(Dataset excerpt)
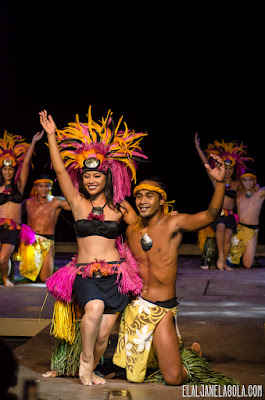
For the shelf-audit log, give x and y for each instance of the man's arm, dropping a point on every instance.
(188, 222)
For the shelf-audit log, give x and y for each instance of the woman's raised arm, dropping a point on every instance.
(26, 163)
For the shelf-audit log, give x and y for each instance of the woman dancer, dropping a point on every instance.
(234, 157)
(15, 159)
(96, 177)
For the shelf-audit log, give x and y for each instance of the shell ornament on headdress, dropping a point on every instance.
(231, 153)
(13, 149)
(101, 146)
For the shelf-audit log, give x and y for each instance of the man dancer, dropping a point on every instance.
(148, 327)
(43, 211)
(249, 202)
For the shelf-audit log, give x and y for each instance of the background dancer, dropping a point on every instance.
(43, 210)
(234, 157)
(100, 163)
(15, 159)
(249, 202)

Job: Rewrite the lines of the dataset excerpt above, replacing every "dancer" with "performer" and keeping everything else the same. Leave the picture out of your answer.

Response to the task:
For the shelf-audit log, give x and y for each instance of the man's arm, dropping a point on every instance.
(188, 222)
For the shelf-audit log, give x and y for each instance of the woman's raised arm, dropping a point on every instance.
(26, 163)
For the shelf-audit log, give x and y for each instance of the woman performer, dropping a point on every instance.
(234, 157)
(15, 159)
(96, 177)
For the shelf-audit log, give x and y for each instance of the shell ornament on headdress, dropping a point on every instance.
(231, 153)
(13, 149)
(101, 146)
For the shelf-audit log, give x and y for each instance of the man performer, dropping a point on every instance.
(148, 327)
(43, 211)
(249, 202)
For the shelf-audit log, give x and y for each instance of the background performer, dropping a point on every instance.
(43, 210)
(234, 157)
(100, 163)
(15, 159)
(249, 202)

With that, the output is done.